> [DATASET RECORDS]:
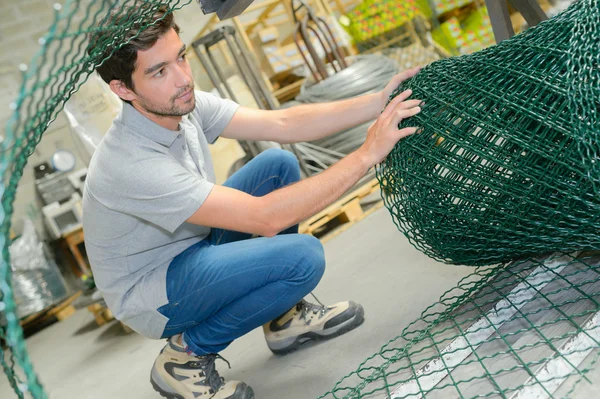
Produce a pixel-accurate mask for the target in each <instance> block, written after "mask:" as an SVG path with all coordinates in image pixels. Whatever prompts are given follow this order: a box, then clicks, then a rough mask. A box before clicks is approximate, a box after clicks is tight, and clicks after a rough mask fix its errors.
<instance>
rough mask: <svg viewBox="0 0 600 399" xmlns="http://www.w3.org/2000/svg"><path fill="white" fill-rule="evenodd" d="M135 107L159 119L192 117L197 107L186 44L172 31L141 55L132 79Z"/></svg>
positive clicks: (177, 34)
* * *
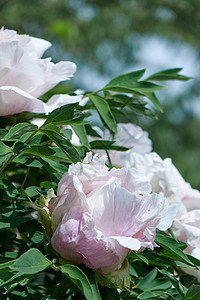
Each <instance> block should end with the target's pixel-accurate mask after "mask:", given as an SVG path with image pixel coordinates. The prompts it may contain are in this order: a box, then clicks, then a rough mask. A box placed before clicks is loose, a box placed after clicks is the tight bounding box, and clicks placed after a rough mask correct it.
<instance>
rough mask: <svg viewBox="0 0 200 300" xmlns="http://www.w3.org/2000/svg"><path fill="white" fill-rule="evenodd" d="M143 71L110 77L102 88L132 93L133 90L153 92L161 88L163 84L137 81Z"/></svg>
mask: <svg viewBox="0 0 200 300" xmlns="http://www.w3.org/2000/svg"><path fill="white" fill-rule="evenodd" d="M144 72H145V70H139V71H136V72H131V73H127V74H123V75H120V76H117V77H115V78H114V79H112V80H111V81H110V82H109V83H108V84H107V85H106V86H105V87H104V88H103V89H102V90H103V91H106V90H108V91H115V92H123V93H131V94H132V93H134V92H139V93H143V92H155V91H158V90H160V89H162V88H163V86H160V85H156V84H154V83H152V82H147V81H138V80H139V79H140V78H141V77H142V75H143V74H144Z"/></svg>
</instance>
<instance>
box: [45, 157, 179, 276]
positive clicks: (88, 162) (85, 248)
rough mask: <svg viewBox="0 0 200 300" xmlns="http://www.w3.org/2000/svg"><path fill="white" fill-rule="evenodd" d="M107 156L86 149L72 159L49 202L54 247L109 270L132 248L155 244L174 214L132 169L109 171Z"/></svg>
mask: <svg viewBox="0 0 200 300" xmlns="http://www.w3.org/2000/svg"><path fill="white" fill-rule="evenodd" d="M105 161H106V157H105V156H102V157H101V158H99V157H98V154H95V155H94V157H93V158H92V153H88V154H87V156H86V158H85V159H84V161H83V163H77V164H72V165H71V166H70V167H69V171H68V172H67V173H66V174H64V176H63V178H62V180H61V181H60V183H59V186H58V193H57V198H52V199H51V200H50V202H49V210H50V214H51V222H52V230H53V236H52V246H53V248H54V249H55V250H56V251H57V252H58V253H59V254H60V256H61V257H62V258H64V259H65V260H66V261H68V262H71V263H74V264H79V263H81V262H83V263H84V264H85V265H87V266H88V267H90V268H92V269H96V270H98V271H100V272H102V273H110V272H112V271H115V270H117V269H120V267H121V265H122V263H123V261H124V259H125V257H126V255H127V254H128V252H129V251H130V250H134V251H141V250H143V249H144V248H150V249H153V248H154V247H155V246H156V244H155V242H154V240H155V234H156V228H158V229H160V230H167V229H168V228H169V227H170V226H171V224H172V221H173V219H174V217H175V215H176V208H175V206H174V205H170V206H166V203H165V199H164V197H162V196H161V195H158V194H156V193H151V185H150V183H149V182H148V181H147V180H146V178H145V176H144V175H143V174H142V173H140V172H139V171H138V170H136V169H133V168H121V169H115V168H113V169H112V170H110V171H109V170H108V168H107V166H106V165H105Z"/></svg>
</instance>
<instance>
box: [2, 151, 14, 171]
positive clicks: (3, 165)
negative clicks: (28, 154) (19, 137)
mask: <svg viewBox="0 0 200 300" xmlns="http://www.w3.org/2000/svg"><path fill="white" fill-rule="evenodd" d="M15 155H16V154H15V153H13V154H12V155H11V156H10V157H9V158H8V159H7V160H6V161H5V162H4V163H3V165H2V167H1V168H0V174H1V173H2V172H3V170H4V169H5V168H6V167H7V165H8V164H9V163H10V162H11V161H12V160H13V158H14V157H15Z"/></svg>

> [WHAT TO WORK ON]: Which lines in the material contain the word "positive"? Pull each of them out.

> [ANSWER BOX]:
positive clicks: (177, 34)
positive clicks: (88, 162) (85, 248)
positive clicks: (3, 165)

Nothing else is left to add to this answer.